• _Challenges_:
**1.** Answer these questions using the sailing account.
(a) Who made the new instrument system?
(b) What temperature does the account give for the current weather?
(c) Before Russell, where was the boat last anchored?
**2.** Duplicate the part of the sailing account starting with "During the long" and going on through "durable as promised.".

• _Quoted text_:
····················
During the long haul-out I fixed, replaced and installed several things, including a new wireless, mostly solar powered instrument system made by Tack Tick in England, and THE HAWKE OF TUONELA is essentially back to 100% for the first time since leaving Cape Town a year and a half ago. The instrument system is pretty impressive. Being wireless, the displays are sealed, watertight and easily moved from place to place by clipping them in and out of simple brackets. They can even be stuck in a big pocket, such as the pouch on a foul weather parka, and carried around with you. Installation was easy, now I just hope they are as durable as promised.
While parts of New Zealand further south had damaging rains and floods, the Bay of Island had the best summer in many years according to locals, and the fine weather is thus far continuing into fall. Sunny, light winds, temperatures about 22°C/72°F. I am presently on a mooring off the two year old marina here at Opua at the south end of the bay, but just came back from being anchored off Russell a few miles north. Both are pretty spots, surrounded by New Zealand’s ubiquitous green rolling hills. Russell is more exposed to westerlies, but more convenient with restaurants and grocery stores, though it lacks a source for boats for fresh water and showers ashore.
I was surprised to realize in Russell that this was the first time I had been anchored since Brazil two years ago. In the past I have spent most of my time at anchor, but I was at yacht club docks in both Cape Town and Fremantle, on a mooring in Sydney, and in the marina briefly, then the boat yard and a mooring here. I am pleased to report that the anchor still works.
····················
• _Data excerpt_:

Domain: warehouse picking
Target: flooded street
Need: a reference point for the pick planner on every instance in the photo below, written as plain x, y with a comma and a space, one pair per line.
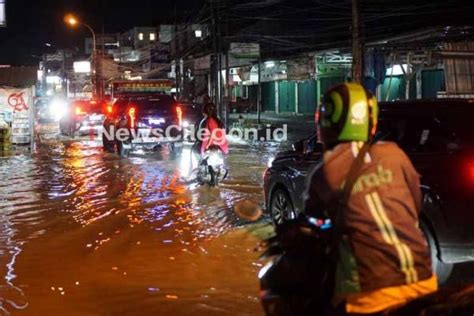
86, 233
····················
• _Solutions to the exercise_:
**1.**
(a) Tack Tick in England.
(b) About 22°C/72°F.
(c) Brazil, two years earlier.

**2.**
During the long haul-out I fixed, replaced and installed several things, including a new wireless, mostly solar powered instrument system made by Tack Tick in England, and THE HAWKE OF TUONELA is essentially back to 100% for the first time since leaving Cape Town a year and a half ago. The instrument system is pretty impressive. Being wireless, the displays are sealed, watertight and easily moved from place to place by clipping them in and out of simple brackets. They can even be stuck in a big pocket, such as the pouch on a foul weather parka, and carried around with you. Installation was easy, now I just hope they are as durable as promised.